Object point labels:
+ + + + +

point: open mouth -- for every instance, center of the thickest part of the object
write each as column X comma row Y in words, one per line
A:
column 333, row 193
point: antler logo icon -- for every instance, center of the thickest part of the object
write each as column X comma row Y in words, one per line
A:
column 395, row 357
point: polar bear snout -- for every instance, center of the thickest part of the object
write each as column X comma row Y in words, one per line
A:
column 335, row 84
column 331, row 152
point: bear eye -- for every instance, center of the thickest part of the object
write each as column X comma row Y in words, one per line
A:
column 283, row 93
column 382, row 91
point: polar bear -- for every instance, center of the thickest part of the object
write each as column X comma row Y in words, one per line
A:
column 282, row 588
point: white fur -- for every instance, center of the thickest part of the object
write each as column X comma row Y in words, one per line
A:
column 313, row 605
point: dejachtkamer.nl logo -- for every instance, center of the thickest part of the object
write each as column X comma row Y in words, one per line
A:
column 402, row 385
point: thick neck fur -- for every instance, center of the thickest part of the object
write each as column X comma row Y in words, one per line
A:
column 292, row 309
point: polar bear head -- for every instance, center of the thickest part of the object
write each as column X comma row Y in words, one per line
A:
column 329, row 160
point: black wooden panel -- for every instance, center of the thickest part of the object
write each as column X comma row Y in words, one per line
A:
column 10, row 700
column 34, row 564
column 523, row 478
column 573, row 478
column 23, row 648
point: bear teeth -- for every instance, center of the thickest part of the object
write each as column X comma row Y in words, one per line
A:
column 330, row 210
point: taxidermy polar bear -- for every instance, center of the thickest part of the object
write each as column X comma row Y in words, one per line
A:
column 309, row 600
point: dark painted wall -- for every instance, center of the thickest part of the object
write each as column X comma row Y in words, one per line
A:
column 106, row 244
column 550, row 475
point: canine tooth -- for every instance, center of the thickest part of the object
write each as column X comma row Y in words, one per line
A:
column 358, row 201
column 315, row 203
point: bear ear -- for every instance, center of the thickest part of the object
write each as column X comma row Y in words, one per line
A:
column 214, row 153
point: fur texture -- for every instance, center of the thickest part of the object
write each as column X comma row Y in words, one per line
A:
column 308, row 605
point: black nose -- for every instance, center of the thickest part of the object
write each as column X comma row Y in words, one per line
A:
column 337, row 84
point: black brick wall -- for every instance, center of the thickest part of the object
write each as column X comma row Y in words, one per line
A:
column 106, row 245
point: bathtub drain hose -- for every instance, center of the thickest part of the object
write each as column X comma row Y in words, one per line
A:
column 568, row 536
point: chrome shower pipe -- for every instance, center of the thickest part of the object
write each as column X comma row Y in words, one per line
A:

+ + + + +

Retype nothing except the lines from the line holding "point: black nose" through the last line of the entries, both included.

point: black nose -- for every instance, center of the thickest part of the object
write each as column X comma row Y in words, one per line
A:
column 337, row 84
point: black brick wall -- for every instance, center of the thickest part of the object
write each as column X comma row Y in words, one per line
A:
column 106, row 245
point: bathtub drain hose -- for every instance, center of the thickest part of the object
write each as column X comma row Y in words, one per line
A:
column 568, row 536
point: chrome shower pipe -- for every instance, center of the thickest part of the object
write each as column X comma row Y in words, one per line
A:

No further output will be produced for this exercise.